Exercise task. Pull out each line of the rows below that contains the word "page", copying those lines unchanged.

Materials provided.
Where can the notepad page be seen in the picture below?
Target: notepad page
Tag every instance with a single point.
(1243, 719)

* * *

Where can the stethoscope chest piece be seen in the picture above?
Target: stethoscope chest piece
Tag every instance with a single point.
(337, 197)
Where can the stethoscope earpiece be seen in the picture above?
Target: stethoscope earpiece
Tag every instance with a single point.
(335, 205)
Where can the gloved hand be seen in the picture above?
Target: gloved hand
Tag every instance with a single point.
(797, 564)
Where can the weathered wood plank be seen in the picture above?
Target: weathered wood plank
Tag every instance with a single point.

Answer to the task.
Where can the notepad page be seen in the picture below?
Target: notepad page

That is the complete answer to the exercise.